━━ Estratto della pagina ━━

Diario del Viaggio in Italia
Kāng Yŏuwéi 康有為 (1858-1927) partecipò attivamente alla vita politica cinese negli ultimi anni della dinastia Qīng 清朝.
Studioso di Confucio, nel quale vedeva un riformatore, e non un pensatore reazionario, come era invece considerato da molti intellettuali nel XIX° secolo, propugnò l’instaurazione in Cina di una monarchia costituzionale, sulla falsariga di ciò che era accaduto in Giappone nell’era Meiji 明治.
Insieme con Liáng Qĭchāo 梁啓超 (1873-1929) svolse un ruolo di rilievo nella Riforma dei Cento Giorni ( 戊戌變法 ”wùxū biànfă”) promossa dall’imperatore Guāngxù 光緒帝 nel 1898.
Quando un colpo di stato ordito dall’imperatrice vedova Cíxī 慈禧太后 esautorò l’imperatore e pose fine alle riforme, i capi del movimento liberale furono condannati a morte.

━━━
━━ Dati forniti ━━

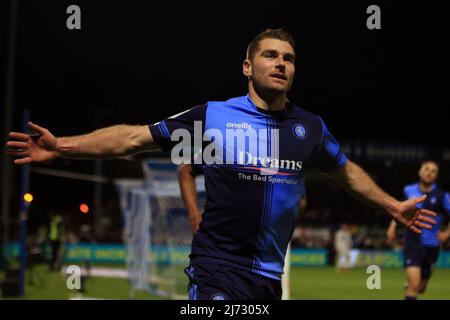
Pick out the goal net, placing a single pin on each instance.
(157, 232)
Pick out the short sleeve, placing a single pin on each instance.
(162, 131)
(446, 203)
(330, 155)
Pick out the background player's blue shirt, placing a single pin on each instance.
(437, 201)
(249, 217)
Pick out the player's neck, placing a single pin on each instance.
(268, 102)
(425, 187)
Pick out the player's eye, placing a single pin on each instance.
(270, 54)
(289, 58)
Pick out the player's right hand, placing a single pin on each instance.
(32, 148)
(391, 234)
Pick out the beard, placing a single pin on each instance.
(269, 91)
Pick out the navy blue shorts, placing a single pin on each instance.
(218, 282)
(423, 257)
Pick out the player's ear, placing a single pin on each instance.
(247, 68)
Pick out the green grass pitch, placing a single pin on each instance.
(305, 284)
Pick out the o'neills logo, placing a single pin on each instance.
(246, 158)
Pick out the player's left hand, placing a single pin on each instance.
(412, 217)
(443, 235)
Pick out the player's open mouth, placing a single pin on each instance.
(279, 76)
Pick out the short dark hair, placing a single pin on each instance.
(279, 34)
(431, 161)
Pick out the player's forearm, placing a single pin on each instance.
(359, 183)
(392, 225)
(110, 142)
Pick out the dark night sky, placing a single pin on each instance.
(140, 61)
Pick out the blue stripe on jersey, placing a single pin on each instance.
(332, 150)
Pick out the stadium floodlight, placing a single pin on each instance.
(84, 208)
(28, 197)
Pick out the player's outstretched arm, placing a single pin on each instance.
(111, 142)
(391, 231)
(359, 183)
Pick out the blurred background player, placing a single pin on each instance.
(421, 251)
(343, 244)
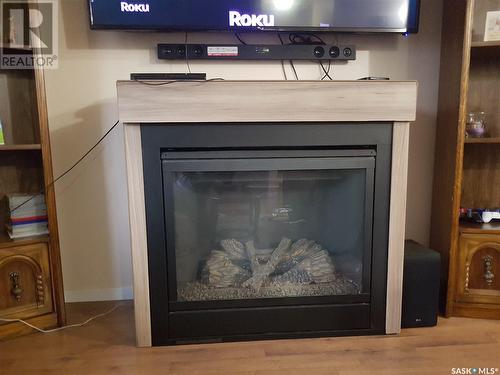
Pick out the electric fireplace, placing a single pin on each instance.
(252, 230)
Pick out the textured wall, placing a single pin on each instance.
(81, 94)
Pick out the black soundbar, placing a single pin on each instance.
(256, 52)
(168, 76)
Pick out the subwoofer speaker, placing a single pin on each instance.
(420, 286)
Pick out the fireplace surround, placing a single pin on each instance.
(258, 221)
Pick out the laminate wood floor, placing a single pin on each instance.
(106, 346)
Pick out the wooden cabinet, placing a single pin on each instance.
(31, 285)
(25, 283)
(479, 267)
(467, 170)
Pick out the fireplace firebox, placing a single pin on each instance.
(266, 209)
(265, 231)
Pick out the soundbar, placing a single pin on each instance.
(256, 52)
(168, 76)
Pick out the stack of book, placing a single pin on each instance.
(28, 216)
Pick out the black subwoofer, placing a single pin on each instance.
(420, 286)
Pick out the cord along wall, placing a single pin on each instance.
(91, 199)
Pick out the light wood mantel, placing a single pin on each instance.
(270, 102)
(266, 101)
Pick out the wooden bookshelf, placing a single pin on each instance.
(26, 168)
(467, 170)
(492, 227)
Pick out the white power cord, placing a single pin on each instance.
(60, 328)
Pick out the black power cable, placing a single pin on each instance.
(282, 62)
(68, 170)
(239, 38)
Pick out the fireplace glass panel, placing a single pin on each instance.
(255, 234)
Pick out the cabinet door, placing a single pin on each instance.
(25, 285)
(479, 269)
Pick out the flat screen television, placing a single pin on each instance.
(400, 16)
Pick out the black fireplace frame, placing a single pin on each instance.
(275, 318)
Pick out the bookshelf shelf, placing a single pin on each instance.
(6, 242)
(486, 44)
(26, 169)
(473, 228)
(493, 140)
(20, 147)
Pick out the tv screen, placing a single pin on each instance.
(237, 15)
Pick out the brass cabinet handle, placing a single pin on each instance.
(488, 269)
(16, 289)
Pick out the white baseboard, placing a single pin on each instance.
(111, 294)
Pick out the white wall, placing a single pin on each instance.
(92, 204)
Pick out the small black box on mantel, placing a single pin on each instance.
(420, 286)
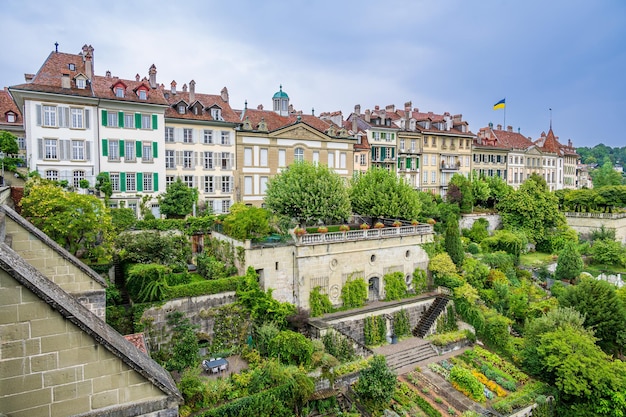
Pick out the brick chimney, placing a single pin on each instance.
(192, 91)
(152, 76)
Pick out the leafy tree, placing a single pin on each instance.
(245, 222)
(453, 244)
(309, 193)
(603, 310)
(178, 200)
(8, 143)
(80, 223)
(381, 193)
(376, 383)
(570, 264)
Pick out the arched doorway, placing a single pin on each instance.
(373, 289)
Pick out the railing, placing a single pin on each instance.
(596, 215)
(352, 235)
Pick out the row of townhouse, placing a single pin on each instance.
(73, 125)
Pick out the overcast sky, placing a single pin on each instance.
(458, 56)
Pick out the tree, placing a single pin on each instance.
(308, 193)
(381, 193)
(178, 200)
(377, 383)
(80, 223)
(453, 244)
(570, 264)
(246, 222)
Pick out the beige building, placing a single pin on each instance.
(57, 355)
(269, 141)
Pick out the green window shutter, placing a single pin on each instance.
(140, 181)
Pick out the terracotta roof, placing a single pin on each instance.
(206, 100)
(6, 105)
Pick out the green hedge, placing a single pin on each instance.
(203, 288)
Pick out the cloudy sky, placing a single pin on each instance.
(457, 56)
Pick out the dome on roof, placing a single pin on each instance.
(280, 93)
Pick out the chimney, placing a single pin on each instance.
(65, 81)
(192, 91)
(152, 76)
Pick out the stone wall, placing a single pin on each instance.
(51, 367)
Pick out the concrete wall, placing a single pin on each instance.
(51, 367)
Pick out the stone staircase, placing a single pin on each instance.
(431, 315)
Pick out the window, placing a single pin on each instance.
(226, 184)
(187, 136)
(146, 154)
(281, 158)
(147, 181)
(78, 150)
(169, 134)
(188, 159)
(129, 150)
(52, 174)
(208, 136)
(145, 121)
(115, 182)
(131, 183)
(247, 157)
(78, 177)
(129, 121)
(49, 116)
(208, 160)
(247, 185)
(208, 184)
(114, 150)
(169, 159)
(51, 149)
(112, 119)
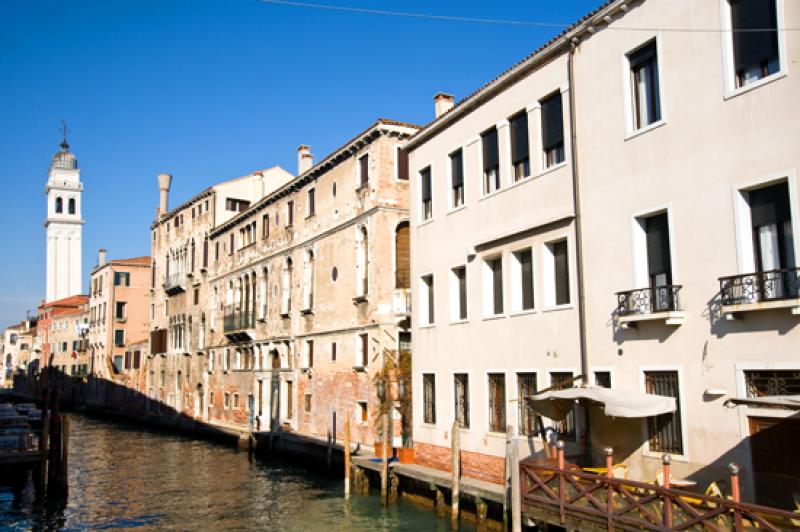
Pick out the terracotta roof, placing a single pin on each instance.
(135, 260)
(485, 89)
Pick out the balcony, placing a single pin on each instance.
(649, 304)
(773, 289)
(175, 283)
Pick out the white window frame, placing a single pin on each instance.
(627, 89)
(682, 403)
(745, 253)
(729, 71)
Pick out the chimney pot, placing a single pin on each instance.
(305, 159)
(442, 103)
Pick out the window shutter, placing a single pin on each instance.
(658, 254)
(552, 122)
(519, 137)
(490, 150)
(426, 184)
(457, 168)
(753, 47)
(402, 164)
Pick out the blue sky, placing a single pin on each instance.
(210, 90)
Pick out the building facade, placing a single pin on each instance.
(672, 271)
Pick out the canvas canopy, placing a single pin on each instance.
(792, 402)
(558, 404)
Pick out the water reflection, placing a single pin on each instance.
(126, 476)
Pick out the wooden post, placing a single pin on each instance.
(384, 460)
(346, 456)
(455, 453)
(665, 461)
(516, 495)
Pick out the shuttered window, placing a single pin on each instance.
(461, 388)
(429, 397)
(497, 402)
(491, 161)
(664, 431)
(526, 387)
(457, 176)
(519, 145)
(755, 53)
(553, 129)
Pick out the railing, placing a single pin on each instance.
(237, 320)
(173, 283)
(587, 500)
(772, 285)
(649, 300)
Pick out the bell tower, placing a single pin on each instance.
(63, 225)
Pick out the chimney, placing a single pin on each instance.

━━━

Cita dal brano su Kāng Yŏuwéi il passo compreso tra "Diario del Viaggio" e "nell’era Meiji 明治.", estremi inclusi.

Soluzione:
Diario del Viaggio in Italia
Kāng Yŏuwéi 康有為 (1858-1927) partecipò attivamente alla vita politica cinese negli ultimi anni della dinastia Qīng 清朝.
Studioso di Confucio, nel quale vedeva un riformatore, e non un pensatore reazionario, come era invece considerato da molti intellettuali nel XIX° secolo, propugnò l’instaurazione in Cina di una monarchia costituzionale, sulla falsariga di ciò che era accaduto in Giappone nell’era Meiji 明治.